[Записи разметки местоположения]
____________
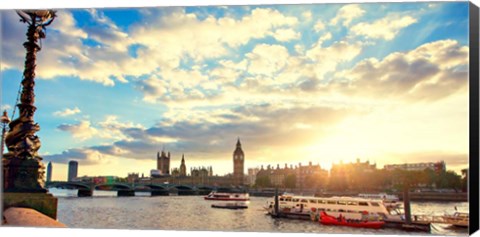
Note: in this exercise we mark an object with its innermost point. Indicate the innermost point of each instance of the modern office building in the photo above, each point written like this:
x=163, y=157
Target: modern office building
x=72, y=170
x=49, y=172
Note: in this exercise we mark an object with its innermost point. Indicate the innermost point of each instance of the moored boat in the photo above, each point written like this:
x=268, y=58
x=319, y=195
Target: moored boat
x=349, y=207
x=326, y=219
x=227, y=196
x=458, y=219
x=228, y=205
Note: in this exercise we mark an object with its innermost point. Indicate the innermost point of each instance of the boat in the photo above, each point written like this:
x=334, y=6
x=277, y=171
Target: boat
x=458, y=219
x=382, y=196
x=326, y=219
x=353, y=208
x=227, y=196
x=230, y=205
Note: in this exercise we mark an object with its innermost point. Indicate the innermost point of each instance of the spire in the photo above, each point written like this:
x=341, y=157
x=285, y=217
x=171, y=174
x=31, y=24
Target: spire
x=238, y=143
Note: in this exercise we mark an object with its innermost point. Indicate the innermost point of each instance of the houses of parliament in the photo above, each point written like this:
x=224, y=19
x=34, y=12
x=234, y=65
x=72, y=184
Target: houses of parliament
x=198, y=175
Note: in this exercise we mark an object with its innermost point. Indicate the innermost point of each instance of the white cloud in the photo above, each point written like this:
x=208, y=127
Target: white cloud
x=267, y=59
x=386, y=28
x=347, y=13
x=319, y=26
x=82, y=131
x=328, y=58
x=67, y=112
x=430, y=72
x=307, y=15
x=285, y=35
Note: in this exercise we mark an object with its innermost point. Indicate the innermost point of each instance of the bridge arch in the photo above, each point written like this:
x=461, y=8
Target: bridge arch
x=113, y=187
x=69, y=185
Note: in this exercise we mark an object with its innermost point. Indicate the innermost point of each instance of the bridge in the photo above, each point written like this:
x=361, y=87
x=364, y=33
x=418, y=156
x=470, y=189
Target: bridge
x=86, y=189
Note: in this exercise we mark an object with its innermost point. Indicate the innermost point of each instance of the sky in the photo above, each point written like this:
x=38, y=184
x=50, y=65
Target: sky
x=385, y=83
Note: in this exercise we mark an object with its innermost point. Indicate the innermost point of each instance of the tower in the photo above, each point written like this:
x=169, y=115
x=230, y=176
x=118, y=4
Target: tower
x=49, y=172
x=183, y=168
x=72, y=170
x=163, y=163
x=238, y=164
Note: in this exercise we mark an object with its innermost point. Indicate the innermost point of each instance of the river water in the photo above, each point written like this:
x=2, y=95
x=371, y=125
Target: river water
x=106, y=211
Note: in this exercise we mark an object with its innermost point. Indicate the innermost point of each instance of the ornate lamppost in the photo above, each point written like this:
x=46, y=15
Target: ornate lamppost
x=4, y=120
x=23, y=170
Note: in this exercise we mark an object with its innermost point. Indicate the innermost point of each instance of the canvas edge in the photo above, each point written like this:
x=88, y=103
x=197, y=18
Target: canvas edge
x=473, y=179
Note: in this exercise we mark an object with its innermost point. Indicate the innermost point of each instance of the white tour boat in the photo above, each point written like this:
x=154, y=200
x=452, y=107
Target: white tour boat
x=382, y=196
x=459, y=219
x=348, y=207
x=228, y=196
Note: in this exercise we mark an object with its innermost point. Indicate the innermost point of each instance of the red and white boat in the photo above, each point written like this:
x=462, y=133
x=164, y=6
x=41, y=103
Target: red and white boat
x=326, y=219
x=224, y=196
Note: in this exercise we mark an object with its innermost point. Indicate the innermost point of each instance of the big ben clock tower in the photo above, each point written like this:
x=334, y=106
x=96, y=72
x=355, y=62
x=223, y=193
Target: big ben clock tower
x=238, y=164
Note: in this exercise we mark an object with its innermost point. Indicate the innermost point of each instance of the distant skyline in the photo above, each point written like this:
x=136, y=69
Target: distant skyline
x=382, y=82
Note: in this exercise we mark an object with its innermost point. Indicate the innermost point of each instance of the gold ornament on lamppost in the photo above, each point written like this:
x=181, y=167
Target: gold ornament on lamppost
x=23, y=170
x=4, y=120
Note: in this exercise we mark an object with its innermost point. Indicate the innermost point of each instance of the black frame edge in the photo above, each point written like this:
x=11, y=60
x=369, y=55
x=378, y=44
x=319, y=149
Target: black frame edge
x=474, y=87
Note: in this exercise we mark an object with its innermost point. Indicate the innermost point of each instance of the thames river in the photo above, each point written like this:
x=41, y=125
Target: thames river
x=106, y=211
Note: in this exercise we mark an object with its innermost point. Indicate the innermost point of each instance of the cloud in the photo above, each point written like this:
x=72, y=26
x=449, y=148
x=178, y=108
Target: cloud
x=267, y=59
x=319, y=26
x=347, y=13
x=386, y=28
x=82, y=131
x=328, y=58
x=430, y=72
x=285, y=35
x=84, y=156
x=213, y=134
x=307, y=15
x=67, y=112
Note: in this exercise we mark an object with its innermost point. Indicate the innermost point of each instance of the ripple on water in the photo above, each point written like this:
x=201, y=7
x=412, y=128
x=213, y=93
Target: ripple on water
x=194, y=213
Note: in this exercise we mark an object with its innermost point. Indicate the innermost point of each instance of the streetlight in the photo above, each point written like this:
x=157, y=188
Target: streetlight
x=23, y=169
x=4, y=120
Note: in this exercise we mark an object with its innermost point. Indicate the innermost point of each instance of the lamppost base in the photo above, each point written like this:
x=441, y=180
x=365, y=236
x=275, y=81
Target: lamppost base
x=22, y=175
x=45, y=203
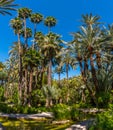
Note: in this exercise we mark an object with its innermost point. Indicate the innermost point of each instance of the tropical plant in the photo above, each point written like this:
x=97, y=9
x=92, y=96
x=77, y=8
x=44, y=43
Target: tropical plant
x=6, y=6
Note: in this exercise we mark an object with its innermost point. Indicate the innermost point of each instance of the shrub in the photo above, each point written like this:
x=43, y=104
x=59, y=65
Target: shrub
x=61, y=111
x=104, y=121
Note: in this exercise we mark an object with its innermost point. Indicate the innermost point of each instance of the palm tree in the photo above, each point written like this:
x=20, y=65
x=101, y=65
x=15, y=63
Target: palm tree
x=87, y=43
x=50, y=48
x=36, y=18
x=1, y=66
x=16, y=24
x=24, y=13
x=50, y=22
x=31, y=59
x=6, y=6
x=28, y=33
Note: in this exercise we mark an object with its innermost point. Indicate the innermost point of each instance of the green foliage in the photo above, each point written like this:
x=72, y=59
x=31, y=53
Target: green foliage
x=2, y=93
x=61, y=111
x=103, y=99
x=75, y=113
x=104, y=121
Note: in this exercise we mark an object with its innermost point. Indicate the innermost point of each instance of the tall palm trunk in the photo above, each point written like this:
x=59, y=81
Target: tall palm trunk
x=85, y=82
x=20, y=70
x=67, y=75
x=49, y=73
x=67, y=69
x=25, y=33
x=35, y=29
x=93, y=71
x=48, y=100
x=26, y=85
x=30, y=86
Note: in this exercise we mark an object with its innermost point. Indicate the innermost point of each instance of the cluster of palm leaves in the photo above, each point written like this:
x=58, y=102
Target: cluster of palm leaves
x=6, y=6
x=32, y=59
x=93, y=51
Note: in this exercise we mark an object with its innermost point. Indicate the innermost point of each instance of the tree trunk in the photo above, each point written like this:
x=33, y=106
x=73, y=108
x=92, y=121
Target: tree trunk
x=85, y=82
x=26, y=86
x=30, y=87
x=93, y=71
x=20, y=71
x=49, y=73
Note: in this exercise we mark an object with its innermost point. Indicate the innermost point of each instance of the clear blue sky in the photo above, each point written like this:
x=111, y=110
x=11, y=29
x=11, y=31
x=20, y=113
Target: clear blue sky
x=67, y=12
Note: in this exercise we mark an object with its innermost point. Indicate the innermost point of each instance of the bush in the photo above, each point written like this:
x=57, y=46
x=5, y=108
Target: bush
x=75, y=113
x=61, y=111
x=104, y=121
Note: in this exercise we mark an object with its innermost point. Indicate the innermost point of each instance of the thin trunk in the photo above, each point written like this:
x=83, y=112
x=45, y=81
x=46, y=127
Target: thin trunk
____________
# [ЧТО НУЖНО СДЕЛАТЬ]
Перепишите целиком строки выше, от строки, содержащей «of the cloud», до строки, содержащей «x=194, y=213», включительно. Каждую координату в ответах умножьте на 2,3 и округлите до целого, половины в большую сторону; координаты-образцы оставьте без изменений.

# [ОТВЕТ К ЗАДАНИЮ]
Note: in this exercise we mark an object with its innermost point. Indicate the innermost point of each instance of the cloud in the photo above, each point written like this:
x=72, y=26
x=449, y=148
x=178, y=108
Target: cloud
x=614, y=136
x=734, y=60
x=798, y=30
x=888, y=64
x=189, y=301
x=754, y=133
x=989, y=166
x=656, y=81
x=193, y=359
x=490, y=308
x=706, y=35
x=154, y=258
Note: in this exercise we mark an object with its innermost point. Indicate the innermost point of each instance of the ripple on water in the photo above, each point written like this:
x=201, y=7
x=412, y=128
x=213, y=93
Target: ripple on water
x=446, y=490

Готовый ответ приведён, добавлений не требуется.